>>>>>

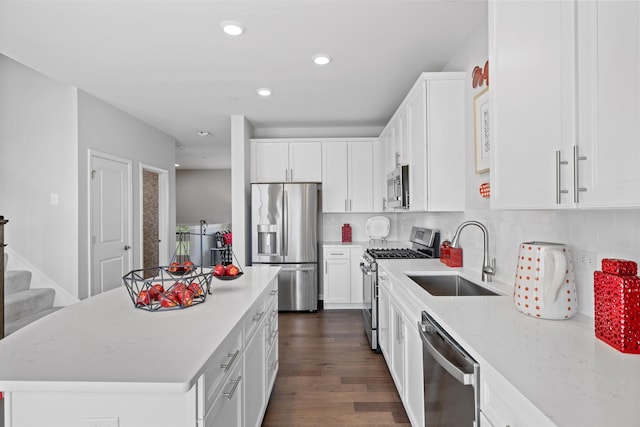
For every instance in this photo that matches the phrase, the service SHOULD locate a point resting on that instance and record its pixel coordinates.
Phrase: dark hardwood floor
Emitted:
(328, 375)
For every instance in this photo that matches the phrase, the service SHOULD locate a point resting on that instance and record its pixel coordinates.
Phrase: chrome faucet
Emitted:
(488, 265)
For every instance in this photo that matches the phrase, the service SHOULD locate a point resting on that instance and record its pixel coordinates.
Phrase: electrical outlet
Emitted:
(100, 422)
(587, 259)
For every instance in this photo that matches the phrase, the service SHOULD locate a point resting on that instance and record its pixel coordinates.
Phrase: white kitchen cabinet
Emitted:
(342, 278)
(384, 318)
(608, 103)
(356, 275)
(532, 87)
(401, 346)
(286, 161)
(503, 405)
(347, 176)
(337, 275)
(428, 133)
(573, 142)
(398, 331)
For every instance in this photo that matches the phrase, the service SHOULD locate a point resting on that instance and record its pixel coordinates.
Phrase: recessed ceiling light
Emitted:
(232, 28)
(321, 59)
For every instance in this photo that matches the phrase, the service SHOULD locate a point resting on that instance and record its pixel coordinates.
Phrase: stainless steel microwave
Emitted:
(398, 187)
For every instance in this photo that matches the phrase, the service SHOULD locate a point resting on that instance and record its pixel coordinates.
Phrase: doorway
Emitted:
(154, 213)
(110, 221)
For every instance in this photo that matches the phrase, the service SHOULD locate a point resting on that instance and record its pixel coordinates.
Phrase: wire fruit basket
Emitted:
(159, 289)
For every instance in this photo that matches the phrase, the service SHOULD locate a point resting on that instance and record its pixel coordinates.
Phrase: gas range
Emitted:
(396, 253)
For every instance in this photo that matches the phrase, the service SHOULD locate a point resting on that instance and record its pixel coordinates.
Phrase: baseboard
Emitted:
(39, 279)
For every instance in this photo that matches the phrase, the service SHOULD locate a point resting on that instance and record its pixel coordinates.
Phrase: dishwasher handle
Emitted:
(427, 330)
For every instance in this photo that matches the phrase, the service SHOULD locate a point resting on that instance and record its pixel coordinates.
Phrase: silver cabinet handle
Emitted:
(576, 187)
(230, 363)
(559, 190)
(236, 383)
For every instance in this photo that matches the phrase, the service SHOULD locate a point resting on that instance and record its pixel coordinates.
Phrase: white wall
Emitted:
(605, 233)
(38, 159)
(203, 194)
(104, 128)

<<<<<

Task requirements: Count the lines in the records above that contain the word "white". Give only the number.

The output: 2